» **Extracted text**:
* * * *

I have never heard of organic being high production, especially when compared to conventional.

I thought it was supposed to be about wholesomeness.


----------



## vicker (Jul 11, 2003)

I know from personal experience that you can grow more chickens and more eggs with them packed into a building than running around in the yard. However, when it comes to eating, they are two different animals, and there is no question which is best.


----------



## watcher (Sep 4, 2006)

It has been my experience, admittedly only in small to medium settings, that organic farming can produce almost as much as 'conventional'. But the cost are higher due to the need for more labor and more expensive means needed for incest and weed control.


----------



## J.T.M. (Mar 2, 2008)

plowjockey said:


> I have never heard of organic being high production, especially when compared to conventional.
> 
> *I thought it was supposed to be about wholesomeness.*


Yuppers , well , wholesomesness and weedy, infertile, eroded, and over-tilled "organic" fields ".
:facepalm:


----------



## jwal10 (Jun 5, 2010)

I grew organic using the same methods as conventional farming. There is still little no-till around here. Cannery crops, wheat and grass seed all conventionally planted. A lot of rotation has to be done to keep the soil fertile and weed load under control with organic. Orchard trees farmed the same, except for sprays and fertility. Berries the same. I used manure, organic trace minerals and fish waste both organic and conventional. My organic fields were not anymore weedy but I didn't spray to kill everything in conventional crops, only when weed load was too high. I had organic wheat that yielded the same as conventionally grown wheat, but just one year after the right crop rotation, then wait 3 years to rotate back to wheat where conventional wheat could be continuously planted. I would have hated to grow crops organically on some land I farmed that flooded, weeds could be bad some years from weed seeds floating in. I could grow peppermint 3 years organically, 7-10 conventionally. Weeds and fertility were concerns. Makes a big difference where you are and your devotion to the end product....James


----------



## plowjockey (Aug 18, 2008)

J.T.M. said:


> Yuppers , well , wholesomesness and weedy, infertile, eroded, and over-tilled "organic" fields ".
> :facepalm:


I was only referring to the end product, since that is what the discussion was about.


----------



## Fennick (Apr 16, 2013)

* * * *

» **Supplied information**:
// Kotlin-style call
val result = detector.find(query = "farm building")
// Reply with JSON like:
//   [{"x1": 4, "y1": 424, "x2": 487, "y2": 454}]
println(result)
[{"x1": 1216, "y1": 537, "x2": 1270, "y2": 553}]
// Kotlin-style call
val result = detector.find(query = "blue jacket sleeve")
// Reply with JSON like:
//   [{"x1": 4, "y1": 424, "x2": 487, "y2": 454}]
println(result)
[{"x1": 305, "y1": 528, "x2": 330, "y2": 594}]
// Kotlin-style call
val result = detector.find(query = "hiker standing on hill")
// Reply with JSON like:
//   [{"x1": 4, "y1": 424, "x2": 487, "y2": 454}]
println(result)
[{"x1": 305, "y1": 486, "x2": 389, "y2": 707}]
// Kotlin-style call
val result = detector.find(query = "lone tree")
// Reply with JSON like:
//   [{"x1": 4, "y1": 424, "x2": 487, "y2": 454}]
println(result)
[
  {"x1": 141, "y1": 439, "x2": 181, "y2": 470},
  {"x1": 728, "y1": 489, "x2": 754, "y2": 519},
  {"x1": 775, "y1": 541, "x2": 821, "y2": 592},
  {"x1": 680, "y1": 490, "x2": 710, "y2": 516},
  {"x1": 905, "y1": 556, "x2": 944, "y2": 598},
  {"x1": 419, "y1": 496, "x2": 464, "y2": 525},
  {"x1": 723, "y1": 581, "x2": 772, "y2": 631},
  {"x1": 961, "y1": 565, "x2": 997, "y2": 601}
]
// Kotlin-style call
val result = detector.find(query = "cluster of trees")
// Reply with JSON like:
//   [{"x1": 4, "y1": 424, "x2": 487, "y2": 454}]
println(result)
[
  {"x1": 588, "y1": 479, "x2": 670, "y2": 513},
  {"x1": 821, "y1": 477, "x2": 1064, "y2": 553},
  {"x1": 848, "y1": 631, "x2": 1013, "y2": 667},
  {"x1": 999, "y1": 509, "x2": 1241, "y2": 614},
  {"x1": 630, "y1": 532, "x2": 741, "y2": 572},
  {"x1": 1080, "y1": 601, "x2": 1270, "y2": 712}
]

* * * *

» **Tasks to perform**:
A. Count the lines of the records that contain the string "query", treating case as significant, and give only the number.
B. Continue the organic farming thread from the point where it ends.
The organic farming thread and the records come from unrelated sources.

» **Response list**:
A. 5

B.
watcher said:


> It has been my experience, admittedly only in small to medium settings, that organic farming can produce almost as much as 'conventional'. But the cost are higher due to the need for more labor and more expensive means needed for* incest* and weed control.


:hysterical::hysterical::hysterical:

OMG that cracked me up.

Thanks, I really needed a good laugh.


----------



## Nimrod (Jun 8, 2010)

Freudian slip?


----------



## Terri (May 10, 2002)

watcher said:


> It has been my experience, admittedly only in small to medium settings, that organic farming can produce almost as much as 'conventional'. But the cost are higher due to the need for more labor and more expensive means needed for incest and weed control.


AUTOMATIC CORECTION STRIKES AGAIN!:banana:


----------



## farmerDale (Jan 8, 2011)

vicker said:


> I know from personal experience that you can grow more chickens and more eggs with them packed into a building than running around in the yard. However, when it comes to eating, they are two different animals, and there is no question which is best.


I agree to a large extent. IF we are talking animals. But we are talking about grain crops, and the end result is indisputable. I guess I was more wondering what folks thought of the hard and solid yield numbers of organic grain farming.


----------



## farmerDale (Jan 8, 2011)

J.T.M. said:


> ........


It is not my opinion. It is hard yield data on millions upon millions of acres.


----------



## farmerDale (Jan 8, 2011)

J.T.M. said:


> Yuppers , well , wholesomesness and weedy, infertile, eroded, and over-tilled "organic" fields ".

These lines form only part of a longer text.